Testo fornito –
La famiglia di Malala si mette in prima linea contro i talebani. Il padre, una voce molto autorevole nella comunità, organizza diversi incontri tra attivisti nella speranza di trovare una soluzione. Ma non c’è nulla da fare: i talebani vanno dritti per la loro strada, continuando a chiudere scuola dopo scuola.
Nonostante le minacce, Ziauddin non smette di opporsi alla follia dei talebani e di chiedere l’intervento dell’esercito pakistano. Lui e sua moglie non vogliono mollare: è per il futuro dei loro figli, e soprattutto per quello della loro unica figlia, che stanno lottando. Anche Malala, a quell’epoca non ancora dodicenne, decide di seguire le orme paterne e di combattere per i propri diritti, nonostante la paura. L’occasione arriva grazie a una richiesta della BBC che voleva raccontare la vita sotto il regime talebano. E così, nel gennaio del 2009, esce il primo post di un blog intitolato “Diario di una studentessa pakistana”, scritto da Malala con lo pseudonimo di Gul Makai (fiordaliso, in lingua pashto). Malala racconta del clima di terrore in cui sono costretti a vivere, delle esecuzioni e delle minacce che lei e la sua famiglia – come anche molte altre persone del luogo – ricevono quotidianamente. Purtroppo, però, un paio di settimane dopo l’uscita di questo primo racconto, anche la scuola di Malala è costretta a chiudere e l’orizzonte si fa sempre più buio.

(Dati di etichettatura delle coordinate)
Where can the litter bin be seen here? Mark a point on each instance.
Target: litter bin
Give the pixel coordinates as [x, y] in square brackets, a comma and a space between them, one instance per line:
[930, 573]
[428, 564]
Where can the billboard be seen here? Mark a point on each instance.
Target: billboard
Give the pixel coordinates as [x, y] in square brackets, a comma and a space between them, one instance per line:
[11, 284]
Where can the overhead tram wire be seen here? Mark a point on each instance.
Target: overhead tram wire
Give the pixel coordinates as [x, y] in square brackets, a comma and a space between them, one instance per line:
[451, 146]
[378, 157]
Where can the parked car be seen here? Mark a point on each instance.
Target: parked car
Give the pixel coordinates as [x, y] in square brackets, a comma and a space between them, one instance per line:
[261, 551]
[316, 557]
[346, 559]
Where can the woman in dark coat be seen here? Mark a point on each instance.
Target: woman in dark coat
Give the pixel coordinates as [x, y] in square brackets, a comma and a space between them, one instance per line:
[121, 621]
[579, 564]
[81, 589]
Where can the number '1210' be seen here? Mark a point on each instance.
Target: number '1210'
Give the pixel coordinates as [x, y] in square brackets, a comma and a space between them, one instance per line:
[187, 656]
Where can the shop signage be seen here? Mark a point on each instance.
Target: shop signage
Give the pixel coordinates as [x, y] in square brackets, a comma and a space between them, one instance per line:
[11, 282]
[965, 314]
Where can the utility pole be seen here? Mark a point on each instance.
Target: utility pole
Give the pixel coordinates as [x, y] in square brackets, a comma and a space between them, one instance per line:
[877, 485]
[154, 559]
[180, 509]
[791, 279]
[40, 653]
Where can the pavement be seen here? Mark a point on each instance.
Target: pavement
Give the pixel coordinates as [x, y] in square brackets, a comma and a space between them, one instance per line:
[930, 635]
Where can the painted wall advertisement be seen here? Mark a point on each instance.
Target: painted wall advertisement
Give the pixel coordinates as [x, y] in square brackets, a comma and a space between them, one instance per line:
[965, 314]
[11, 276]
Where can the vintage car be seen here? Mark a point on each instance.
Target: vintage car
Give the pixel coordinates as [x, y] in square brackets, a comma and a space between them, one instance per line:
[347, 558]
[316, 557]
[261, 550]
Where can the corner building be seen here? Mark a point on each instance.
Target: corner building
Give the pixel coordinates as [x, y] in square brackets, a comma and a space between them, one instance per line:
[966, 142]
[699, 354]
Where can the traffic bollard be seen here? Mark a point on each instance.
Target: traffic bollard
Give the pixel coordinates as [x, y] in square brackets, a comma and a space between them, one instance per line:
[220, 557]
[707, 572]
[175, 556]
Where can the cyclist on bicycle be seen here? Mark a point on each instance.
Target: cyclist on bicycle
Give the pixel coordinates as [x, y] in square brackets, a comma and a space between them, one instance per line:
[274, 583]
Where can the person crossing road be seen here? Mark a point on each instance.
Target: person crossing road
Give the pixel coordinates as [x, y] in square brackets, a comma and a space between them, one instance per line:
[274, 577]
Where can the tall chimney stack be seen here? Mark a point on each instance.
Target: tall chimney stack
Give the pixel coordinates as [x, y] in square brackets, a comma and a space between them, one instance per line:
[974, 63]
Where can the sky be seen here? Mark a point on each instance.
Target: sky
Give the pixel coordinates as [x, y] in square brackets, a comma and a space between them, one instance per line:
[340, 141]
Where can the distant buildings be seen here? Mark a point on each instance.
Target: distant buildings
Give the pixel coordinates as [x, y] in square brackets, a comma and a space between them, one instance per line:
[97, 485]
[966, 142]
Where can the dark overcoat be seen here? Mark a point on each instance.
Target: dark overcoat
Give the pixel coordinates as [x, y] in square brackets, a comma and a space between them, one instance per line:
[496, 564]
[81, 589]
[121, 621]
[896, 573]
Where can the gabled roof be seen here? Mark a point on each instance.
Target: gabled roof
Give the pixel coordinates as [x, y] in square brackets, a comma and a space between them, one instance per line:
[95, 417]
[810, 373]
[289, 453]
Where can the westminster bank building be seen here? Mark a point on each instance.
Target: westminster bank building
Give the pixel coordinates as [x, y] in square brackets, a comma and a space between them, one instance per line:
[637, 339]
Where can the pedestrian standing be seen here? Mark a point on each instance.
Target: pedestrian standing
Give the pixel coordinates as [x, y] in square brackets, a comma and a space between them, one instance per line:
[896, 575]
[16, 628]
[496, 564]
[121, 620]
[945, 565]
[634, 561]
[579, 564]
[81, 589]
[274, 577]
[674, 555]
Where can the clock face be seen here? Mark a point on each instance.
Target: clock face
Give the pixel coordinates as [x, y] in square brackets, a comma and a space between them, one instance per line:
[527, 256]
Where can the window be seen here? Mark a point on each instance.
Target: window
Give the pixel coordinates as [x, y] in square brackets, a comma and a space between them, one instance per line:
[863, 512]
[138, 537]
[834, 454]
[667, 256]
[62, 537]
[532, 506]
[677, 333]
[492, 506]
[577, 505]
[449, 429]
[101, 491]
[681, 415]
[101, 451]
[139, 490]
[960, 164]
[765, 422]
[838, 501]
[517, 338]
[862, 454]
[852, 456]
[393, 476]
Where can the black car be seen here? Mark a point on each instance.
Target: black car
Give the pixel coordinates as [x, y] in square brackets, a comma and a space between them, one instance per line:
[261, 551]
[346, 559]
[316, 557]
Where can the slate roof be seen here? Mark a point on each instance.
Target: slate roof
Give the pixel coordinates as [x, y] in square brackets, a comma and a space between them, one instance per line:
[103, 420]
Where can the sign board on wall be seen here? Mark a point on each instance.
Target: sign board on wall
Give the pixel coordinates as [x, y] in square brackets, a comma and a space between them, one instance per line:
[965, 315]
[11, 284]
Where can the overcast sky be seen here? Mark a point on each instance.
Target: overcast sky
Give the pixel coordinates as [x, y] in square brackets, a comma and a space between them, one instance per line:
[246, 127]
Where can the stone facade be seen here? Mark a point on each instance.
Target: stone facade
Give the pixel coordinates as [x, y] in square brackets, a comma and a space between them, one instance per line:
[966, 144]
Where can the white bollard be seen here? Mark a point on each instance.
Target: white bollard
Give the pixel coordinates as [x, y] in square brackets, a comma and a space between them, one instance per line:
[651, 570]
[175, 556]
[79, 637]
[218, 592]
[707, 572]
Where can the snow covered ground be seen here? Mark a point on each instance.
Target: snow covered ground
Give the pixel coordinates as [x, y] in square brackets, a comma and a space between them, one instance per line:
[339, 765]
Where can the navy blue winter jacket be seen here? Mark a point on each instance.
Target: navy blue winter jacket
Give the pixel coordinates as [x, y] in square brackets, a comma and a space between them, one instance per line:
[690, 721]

Compiti scritti –
a) Riporta ogni riga dei record che contiene la stringa "crossing", tenendo conto di maiuscole e minuscole.
b) Scrivi il seguito del brano su Malala e i talebani, partendo subito dopo la sua ultima frase.

Risposte ai compiti –
a)
Where can the person crossing road be seen here? Mark a point on each instance.
Target: person crossing road

b)
La situazione cambia nel maggio di quello stesso anno, quando l’esercito pakistano supportato da quello statunitense, decide di eliminare le milizie talebane dalla valle dello Swat. La famiglia di Malala e tutti gli abitanti della zona sono costretti ad abbandonare le proprie abitazioni e a rifugiarsi da parenti o amici in altre parti del paese. Dopo tre mesi, il primo ministro pakistano annuncia che le milizie talebane sono state eradicate dall’intero distretto e che la popolazione può tornare nelle proprie case. Una volta rientrati a Mingora, Malala riprende in mano la propria vita. Anche le lezioni a scuola ricominciano nell’agosto di quell’anno. Ma, nonostante questi eventi positivi, nell’aria si respira ancora un senso di insicurezza e paura, anche perché i capi dei talebani non sono stati tutti catturati e le autorità pakistane rimangono sempre molto vaghe sull’argomento. Malala e suo padre non si fanno intimorire più di tanto e continuano la loro attività di denuncia per garantire un’istruzione a tutti i giovani della zona. In poco tempo Malala catalizza l’attenzione mediatica. La sua è la voce più potente di tutto lo Swat. Pochi parlano di quello che succede alle donne in termini di istruzione e lei lo fa con carisma, coraggio e determinazione. L'alto profilo di Malala la fa così tornare nel mirino dei talebani, anche se nessuno credeva davvero che le milizie avrebbero osato tanto. E invece, i talebani decidono di prendere di mira proprio lei, una ragazza di 15 anni che tornava da scuola.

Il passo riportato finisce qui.